■ Natural language region descriptions ■
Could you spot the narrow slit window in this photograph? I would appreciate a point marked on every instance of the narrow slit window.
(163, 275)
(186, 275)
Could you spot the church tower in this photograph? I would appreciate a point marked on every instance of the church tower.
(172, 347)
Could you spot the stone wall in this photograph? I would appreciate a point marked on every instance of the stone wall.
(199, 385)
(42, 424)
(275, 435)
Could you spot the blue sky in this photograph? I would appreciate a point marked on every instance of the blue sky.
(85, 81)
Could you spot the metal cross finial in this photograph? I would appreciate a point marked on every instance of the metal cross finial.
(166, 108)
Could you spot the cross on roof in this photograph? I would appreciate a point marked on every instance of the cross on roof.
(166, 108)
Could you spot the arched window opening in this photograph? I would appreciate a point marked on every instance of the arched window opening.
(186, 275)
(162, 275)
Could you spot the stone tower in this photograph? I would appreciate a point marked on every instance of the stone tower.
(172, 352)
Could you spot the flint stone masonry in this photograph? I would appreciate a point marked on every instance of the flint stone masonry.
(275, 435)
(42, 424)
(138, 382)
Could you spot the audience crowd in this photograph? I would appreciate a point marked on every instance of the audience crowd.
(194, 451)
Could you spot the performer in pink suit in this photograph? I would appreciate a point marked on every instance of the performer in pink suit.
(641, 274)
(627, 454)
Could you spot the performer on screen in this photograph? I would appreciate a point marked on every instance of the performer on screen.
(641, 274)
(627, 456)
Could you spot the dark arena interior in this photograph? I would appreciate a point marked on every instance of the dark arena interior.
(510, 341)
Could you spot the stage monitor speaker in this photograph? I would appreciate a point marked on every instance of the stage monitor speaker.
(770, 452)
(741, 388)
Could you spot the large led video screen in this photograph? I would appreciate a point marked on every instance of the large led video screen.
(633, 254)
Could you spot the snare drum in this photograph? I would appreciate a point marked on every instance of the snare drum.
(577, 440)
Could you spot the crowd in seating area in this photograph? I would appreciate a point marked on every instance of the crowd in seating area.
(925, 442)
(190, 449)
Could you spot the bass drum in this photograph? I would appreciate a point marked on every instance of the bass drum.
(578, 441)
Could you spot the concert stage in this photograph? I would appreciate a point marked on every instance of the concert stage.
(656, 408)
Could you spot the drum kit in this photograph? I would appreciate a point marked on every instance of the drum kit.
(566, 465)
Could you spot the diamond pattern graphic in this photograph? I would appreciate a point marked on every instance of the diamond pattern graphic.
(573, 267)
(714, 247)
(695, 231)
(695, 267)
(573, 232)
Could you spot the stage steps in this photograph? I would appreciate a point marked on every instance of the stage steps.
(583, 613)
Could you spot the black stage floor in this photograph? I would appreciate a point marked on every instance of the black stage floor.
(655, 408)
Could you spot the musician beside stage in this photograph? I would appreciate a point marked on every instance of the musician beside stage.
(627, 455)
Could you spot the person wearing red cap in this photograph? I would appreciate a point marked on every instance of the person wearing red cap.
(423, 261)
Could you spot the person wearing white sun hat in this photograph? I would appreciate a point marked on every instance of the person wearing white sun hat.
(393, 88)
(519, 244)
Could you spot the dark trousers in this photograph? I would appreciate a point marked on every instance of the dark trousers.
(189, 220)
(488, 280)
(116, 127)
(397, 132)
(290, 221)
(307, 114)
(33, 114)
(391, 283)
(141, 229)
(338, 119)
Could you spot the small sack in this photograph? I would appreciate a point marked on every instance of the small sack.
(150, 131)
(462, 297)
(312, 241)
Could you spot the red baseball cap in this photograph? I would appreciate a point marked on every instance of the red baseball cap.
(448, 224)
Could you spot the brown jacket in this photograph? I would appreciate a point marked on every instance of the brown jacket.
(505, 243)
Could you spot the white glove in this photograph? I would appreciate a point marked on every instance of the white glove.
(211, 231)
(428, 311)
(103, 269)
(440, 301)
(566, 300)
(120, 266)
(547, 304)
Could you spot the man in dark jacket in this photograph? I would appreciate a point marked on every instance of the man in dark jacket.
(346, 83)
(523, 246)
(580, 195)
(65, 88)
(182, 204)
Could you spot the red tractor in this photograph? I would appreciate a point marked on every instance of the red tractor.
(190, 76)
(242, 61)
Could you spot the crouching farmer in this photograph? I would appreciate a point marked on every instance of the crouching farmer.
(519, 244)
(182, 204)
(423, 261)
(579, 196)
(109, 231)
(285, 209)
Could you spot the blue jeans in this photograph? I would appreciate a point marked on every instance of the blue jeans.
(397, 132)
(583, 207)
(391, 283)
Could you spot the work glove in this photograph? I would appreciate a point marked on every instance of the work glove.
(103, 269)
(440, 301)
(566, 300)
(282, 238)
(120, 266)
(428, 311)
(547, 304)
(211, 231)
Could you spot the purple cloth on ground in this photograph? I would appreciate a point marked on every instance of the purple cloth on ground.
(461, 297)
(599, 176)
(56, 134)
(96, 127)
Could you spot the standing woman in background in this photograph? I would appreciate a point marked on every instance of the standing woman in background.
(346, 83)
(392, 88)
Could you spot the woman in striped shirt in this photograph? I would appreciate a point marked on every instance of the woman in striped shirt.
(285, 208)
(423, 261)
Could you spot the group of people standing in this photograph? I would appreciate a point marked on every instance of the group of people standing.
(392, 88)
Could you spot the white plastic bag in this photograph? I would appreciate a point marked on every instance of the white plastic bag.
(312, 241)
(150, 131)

■ Activity ■
Repeat the data in full, keeping each word exactly as it is.

■ Answer to the exercise ■
Could you spot the narrow slit window in this photograph? I would appreciate a point marked on every instance of the narrow slit window.
(163, 275)
(186, 275)
Could you spot the church tower in this photograph? I would appreciate a point marked on every instance of the church tower.
(172, 347)
Could you spot the stone wall in this photograph? I would appreciate a point marked on every instance of the stone wall.
(199, 385)
(42, 424)
(275, 435)
Could you spot the blue sky in this photograph? I would appreciate a point marked on every instance of the blue sky.
(85, 81)
Could you spot the metal cross finial in this photograph? I would appreciate a point marked on every instance of the metal cross finial.
(166, 108)
Could you spot the cross on roof in this photograph? I would appreciate a point marked on every instance of the cross on roof.
(166, 108)
Could you spot the arched window opening in this photograph? I would appreciate a point marked on every instance of the arched window opening.
(186, 275)
(162, 275)
Could you spot the stone tower in this photograph? I would appreciate a point marked on every instance of the stone tower.
(172, 352)
Could you spot the flint stone masonry in this photograph? I would appreciate a point marked on every instance of the flint stone masonry.
(275, 435)
(42, 424)
(138, 382)
Could you spot the audience crowd in this photograph? I would appreciate a point marked on every instance of the audience crowd.
(194, 451)
Could you spot the performer in pink suit in this photograph? I would appreciate a point marked on every instance of the performer in pink suit.
(641, 274)
(627, 454)
Could you spot the performer on screen in this photograph? I would appreciate a point marked on every instance of the performer on screen.
(641, 274)
(627, 456)
Could you spot the dark arena interior in this photograph? I would appreciate a point marked on every instance of the dark arena interior.
(510, 341)
Could you spot the stage monitor speaker in this photograph? I would appreciate a point marked on every instance of the stage monitor speaker.
(770, 452)
(741, 388)
Could you spot the large led video screen in this photograph? I would appreciate a point marked on every instance of the large led video screen.
(633, 254)
Could you spot the snare drum in this photograph? I would appreciate a point marked on every instance of the snare drum.
(577, 440)
Could you spot the crowd in seating area in this photograph? I would appreciate a point marked on every instance of the crowd in seating area.
(925, 442)
(190, 449)
Could you spot the bass drum in this photograph? I would appreciate a point marked on every instance of the bass drum.
(578, 441)
Could you spot the concert stage in this photograph? I would appreciate a point marked on every instance of the concert stage.
(656, 408)
Could you spot the drum kit in this photograph? I would appreciate a point marked on every instance of the drum kit.
(566, 465)
Could you spot the diamond pattern graphic in this photograph? I would appreciate a point marked on every instance of the diamond pattern graphic.
(573, 267)
(714, 247)
(695, 231)
(695, 267)
(573, 232)
Could you spot the stage steps in this photograph? I would appreciate a point marked on every instance of the stage steps.
(583, 613)
Could you spot the black stage floor in this photograph? I would appreciate a point marked on every instance of the black stage floor.
(655, 408)
Could you spot the musician beside stage in this photograph? I would appreciate a point marked on every instance of the musician beside stage.
(627, 455)
Could you spot the person wearing red cap in this photograph? I would appreciate a point marked on every instance of the person wearing red cap.
(423, 261)
Could you spot the person wearing white sun hat in this photograph? I would appreciate a point marked on every instance of the person wearing white sun hat.
(393, 88)
(519, 244)
Could you spot the dark trousers in this photograph? I would appreciate a point marked on every instance of the dark trousers.
(189, 220)
(488, 280)
(116, 127)
(397, 132)
(290, 221)
(307, 114)
(33, 114)
(391, 283)
(141, 229)
(338, 119)
Could you spot the small sack in this photograph? I would appreciate a point marked on every instance of the small sack.
(150, 131)
(462, 297)
(312, 241)
Could you spot the red baseball cap in this photograph? I would appreciate a point marked on every instance of the red baseball cap.
(448, 224)
Could you spot the brown jacket in this photograph? I would appreciate a point marked on every instance of the brown jacket.
(505, 243)
Could you spot the white glove in this photograph? I would appreciate a point marked on every instance of the white glove.
(211, 231)
(428, 311)
(103, 269)
(440, 301)
(566, 300)
(120, 266)
(547, 304)
Could you spot the man in dark jacket in this photograph? I would appreciate a point marked on every instance of the man in dark jacket.
(346, 83)
(523, 246)
(580, 195)
(65, 88)
(182, 204)
Could you spot the red tractor in this photograph? I would appreciate a point marked on every instance of the red tractor.
(190, 76)
(242, 61)
Could you spot the crouching farmer in this photograph? I would appreciate a point marked on every instance of the crouching farmer.
(519, 244)
(182, 204)
(423, 261)
(579, 196)
(109, 231)
(285, 209)
Could you spot the blue jeans in this photograph? I would appreciate a point marked on every instance of the blue jeans.
(397, 132)
(583, 207)
(391, 283)
Could you spot the work glove in this photograph? I would appreciate a point marked on every instance of the work glove.
(103, 269)
(440, 301)
(566, 300)
(282, 238)
(120, 266)
(428, 311)
(547, 304)
(211, 231)
Could you spot the purple cloth on ground in this photograph? I would appreciate a point marked on every instance of the purple cloth on ground.
(461, 297)
(599, 176)
(56, 134)
(96, 127)
Could you spot the standing woman in background in this photograph? I would appreciate a point marked on every instance of the standing woman in background.
(346, 83)
(392, 88)
Could you spot the woman in striped shirt in this photograph? I would appreciate a point marked on every instance of the woman in striped shirt.
(285, 208)
(423, 261)
Could you spot the group of people standing in this photograph? I would appreciate a point marked on every instance of the group of people standing.
(392, 88)
Could you spot the white plastic bag in this photograph? I would appreciate a point marked on every instance of the white plastic bag.
(312, 241)
(150, 131)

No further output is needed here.